Please rewrite everything from the line containing "Task: annotation of the man in" down to the end of the records, swapping "keypoint" for "marker" and leaving everything else as it is.

[start of EXCERPTED DATA]

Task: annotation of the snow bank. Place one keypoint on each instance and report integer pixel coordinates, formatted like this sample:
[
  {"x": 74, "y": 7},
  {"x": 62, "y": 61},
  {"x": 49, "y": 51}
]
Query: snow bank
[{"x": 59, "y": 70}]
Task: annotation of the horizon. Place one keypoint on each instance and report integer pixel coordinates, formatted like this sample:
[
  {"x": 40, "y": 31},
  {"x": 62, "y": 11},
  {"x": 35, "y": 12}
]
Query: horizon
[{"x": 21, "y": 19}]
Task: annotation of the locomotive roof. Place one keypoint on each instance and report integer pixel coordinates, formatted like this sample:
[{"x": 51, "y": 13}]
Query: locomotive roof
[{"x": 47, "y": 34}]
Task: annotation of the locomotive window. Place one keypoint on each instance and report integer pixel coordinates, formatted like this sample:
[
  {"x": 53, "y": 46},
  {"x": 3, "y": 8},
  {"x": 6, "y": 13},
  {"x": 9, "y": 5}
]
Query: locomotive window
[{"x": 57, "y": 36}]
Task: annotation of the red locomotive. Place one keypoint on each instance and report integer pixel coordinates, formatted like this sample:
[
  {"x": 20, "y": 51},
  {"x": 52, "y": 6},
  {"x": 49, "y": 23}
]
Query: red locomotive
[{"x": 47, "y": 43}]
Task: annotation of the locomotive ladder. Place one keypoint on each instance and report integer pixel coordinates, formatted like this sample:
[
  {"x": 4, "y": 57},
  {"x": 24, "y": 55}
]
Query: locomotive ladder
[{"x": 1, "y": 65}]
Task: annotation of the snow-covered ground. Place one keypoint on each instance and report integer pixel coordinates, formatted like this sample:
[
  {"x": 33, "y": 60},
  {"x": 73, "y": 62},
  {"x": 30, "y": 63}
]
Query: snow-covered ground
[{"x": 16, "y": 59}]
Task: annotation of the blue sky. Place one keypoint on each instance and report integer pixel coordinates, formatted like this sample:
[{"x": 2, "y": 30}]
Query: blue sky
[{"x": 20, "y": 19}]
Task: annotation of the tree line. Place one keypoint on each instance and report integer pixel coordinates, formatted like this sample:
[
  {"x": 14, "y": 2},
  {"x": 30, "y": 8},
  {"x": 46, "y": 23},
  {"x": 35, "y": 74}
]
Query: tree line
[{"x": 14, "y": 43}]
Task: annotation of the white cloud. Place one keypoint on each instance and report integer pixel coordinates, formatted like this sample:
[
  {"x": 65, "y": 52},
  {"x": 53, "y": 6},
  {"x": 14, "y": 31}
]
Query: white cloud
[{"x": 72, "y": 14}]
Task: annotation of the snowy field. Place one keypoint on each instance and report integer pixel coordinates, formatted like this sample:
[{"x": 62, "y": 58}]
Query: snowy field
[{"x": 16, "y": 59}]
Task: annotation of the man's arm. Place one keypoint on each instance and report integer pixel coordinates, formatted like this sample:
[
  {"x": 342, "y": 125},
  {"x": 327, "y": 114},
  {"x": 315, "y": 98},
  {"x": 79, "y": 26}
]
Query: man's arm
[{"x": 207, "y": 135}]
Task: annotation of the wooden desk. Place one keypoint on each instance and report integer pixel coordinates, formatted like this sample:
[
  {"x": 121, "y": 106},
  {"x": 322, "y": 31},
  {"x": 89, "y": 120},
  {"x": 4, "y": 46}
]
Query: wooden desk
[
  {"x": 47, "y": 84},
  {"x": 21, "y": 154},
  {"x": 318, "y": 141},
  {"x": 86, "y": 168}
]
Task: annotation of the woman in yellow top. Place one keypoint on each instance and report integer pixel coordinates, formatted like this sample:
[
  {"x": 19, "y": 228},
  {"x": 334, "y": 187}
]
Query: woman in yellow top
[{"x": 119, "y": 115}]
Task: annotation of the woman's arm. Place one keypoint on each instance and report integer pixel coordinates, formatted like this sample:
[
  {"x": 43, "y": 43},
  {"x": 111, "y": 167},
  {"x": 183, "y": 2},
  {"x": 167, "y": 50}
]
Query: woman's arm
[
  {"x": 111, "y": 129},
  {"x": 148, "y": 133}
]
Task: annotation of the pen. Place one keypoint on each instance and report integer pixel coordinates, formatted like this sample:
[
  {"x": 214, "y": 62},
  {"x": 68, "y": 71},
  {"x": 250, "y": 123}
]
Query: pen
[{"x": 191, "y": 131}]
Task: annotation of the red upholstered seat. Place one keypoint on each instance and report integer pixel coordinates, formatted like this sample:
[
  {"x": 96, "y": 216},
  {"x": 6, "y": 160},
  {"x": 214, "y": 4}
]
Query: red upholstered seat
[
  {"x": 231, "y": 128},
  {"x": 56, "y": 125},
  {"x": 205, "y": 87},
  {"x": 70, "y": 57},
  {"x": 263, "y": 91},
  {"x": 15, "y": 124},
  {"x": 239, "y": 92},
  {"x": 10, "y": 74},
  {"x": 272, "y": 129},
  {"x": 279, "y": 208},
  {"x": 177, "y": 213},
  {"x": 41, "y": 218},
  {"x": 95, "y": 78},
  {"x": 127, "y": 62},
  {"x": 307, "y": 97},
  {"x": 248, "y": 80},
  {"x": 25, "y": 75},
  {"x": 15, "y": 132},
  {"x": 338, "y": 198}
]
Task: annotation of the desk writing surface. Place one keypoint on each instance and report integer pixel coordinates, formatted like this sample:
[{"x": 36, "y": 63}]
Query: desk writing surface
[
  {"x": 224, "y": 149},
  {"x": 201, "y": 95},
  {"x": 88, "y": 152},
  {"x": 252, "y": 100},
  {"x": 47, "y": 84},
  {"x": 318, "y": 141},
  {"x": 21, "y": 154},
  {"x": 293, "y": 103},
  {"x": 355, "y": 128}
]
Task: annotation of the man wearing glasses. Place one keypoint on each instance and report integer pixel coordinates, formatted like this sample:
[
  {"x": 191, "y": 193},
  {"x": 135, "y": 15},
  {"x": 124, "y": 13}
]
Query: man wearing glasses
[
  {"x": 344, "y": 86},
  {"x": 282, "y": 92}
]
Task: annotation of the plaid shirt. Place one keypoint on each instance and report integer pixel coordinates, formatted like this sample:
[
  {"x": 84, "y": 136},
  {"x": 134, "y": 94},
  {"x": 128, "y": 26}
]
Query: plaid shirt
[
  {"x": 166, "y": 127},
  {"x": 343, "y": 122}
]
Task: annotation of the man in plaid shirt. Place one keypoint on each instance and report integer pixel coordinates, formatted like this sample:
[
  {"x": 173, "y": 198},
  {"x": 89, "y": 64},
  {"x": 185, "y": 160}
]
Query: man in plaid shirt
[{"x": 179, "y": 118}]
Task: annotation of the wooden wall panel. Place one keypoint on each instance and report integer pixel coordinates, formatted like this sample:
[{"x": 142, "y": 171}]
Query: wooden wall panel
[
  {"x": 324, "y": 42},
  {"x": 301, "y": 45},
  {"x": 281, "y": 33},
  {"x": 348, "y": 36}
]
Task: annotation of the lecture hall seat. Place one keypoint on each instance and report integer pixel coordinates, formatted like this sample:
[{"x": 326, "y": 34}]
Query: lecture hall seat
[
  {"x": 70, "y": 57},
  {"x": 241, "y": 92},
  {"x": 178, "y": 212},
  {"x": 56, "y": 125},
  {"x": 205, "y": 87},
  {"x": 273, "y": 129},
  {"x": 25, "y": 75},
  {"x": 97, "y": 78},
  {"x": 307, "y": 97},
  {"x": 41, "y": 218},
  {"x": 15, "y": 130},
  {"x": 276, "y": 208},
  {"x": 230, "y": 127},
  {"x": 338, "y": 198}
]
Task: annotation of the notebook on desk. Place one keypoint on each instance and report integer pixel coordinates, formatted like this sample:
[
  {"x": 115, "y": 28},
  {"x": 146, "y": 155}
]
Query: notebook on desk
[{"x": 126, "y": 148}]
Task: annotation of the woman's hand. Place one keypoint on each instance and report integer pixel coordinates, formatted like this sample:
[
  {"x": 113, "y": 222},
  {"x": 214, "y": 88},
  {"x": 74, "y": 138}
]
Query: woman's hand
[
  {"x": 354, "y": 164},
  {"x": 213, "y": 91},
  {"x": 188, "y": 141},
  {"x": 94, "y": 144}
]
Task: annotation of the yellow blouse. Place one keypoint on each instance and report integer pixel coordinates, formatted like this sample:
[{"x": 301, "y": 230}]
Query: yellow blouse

[end of EXCERPTED DATA]

- TASK RESPONSE -
Task: annotation of the man in plaid shirt. Place one marker on each instance and report integer pixel coordinates, formatted like this sample:
[
  {"x": 173, "y": 198},
  {"x": 89, "y": 64},
  {"x": 185, "y": 160}
]
Query: man in plaid shirt
[{"x": 179, "y": 118}]
Task: annotation of the wooden wall panel. Place one marker on each instance and report integer pixel coordinates, formatted like this sample:
[{"x": 142, "y": 171}]
Query: wooden wall panel
[
  {"x": 324, "y": 42},
  {"x": 301, "y": 45},
  {"x": 281, "y": 33},
  {"x": 348, "y": 36}
]
Task: annotation of the lecture hall seat. Place one marker on each instance and report integer pixel coordinates, formatted like this sample:
[{"x": 326, "y": 34}]
Query: lecture hall seat
[
  {"x": 70, "y": 57},
  {"x": 241, "y": 92},
  {"x": 178, "y": 212},
  {"x": 56, "y": 125},
  {"x": 205, "y": 87},
  {"x": 273, "y": 129},
  {"x": 25, "y": 75},
  {"x": 97, "y": 78},
  {"x": 307, "y": 97},
  {"x": 41, "y": 218},
  {"x": 15, "y": 130},
  {"x": 276, "y": 208},
  {"x": 230, "y": 127},
  {"x": 338, "y": 198}
]
Task: annotation of the notebook on desk. Place one marker on each instance and report integer pixel coordinates, formatted like this sample:
[
  {"x": 115, "y": 28},
  {"x": 146, "y": 155}
]
Query: notebook on desk
[{"x": 126, "y": 148}]
Task: annotation of the woman's hand. Place one marker on each instance and report integer pixel coordinates, formatted like this sample:
[
  {"x": 113, "y": 222},
  {"x": 214, "y": 88},
  {"x": 74, "y": 138}
]
Query: woman's hand
[
  {"x": 354, "y": 164},
  {"x": 213, "y": 91},
  {"x": 188, "y": 141},
  {"x": 94, "y": 144}
]
Task: annotation of the yellow blouse. Place one marker on each instance and report integer pixel coordinates, formatted like this sample:
[{"x": 301, "y": 230}]
Query: yellow blouse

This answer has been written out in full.